** Selected excerpt follows **

Walter Chiles Whitaker (August 8, 1823 – July 9, 1887) was an American farmer, attorney, and soldier. He served as an officer in the United States Army during the Mexican–American War, and also was a Union general during the American Civil War. After the war, he returned to his profession as an attorney.

==Early life and career==
Whitaker was born in Shelbyville, Kentucky. He attended Bethany College in modern-day West Virginia. Whitaker was working as a lawyer when the Mexican–American War began. In 1847, Whitaker volunteered for service during the war with Mexico and was commissioned a second lieutenant in the 6th Kentucky Infantry Regiment beginning on October 1. He served until July 21, 1848, when he was mustered out of the volunteers.

** End of Selected excerpt **
** Information supplied follows **

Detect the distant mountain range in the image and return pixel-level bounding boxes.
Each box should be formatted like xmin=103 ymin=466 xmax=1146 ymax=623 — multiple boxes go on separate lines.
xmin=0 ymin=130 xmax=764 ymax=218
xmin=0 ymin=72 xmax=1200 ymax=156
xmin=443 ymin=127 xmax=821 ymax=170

** End of Information supplied **

▸ **Your goal**
Could you return, word for word, the part of the Walter Chiles Whitaker text starting with "Walter Chiles Whitaker" and going on through "as an attorney."?

▸ **Expected answer**
Walter Chiles Whitaker (August 8, 1823 – July 9, 1887) was an American farmer, attorney, and soldier. He served as an officer in the United States Army during the Mexican–American War, and also was a Union general during the American Civil War. After the war, he returned to his profession as an attorney.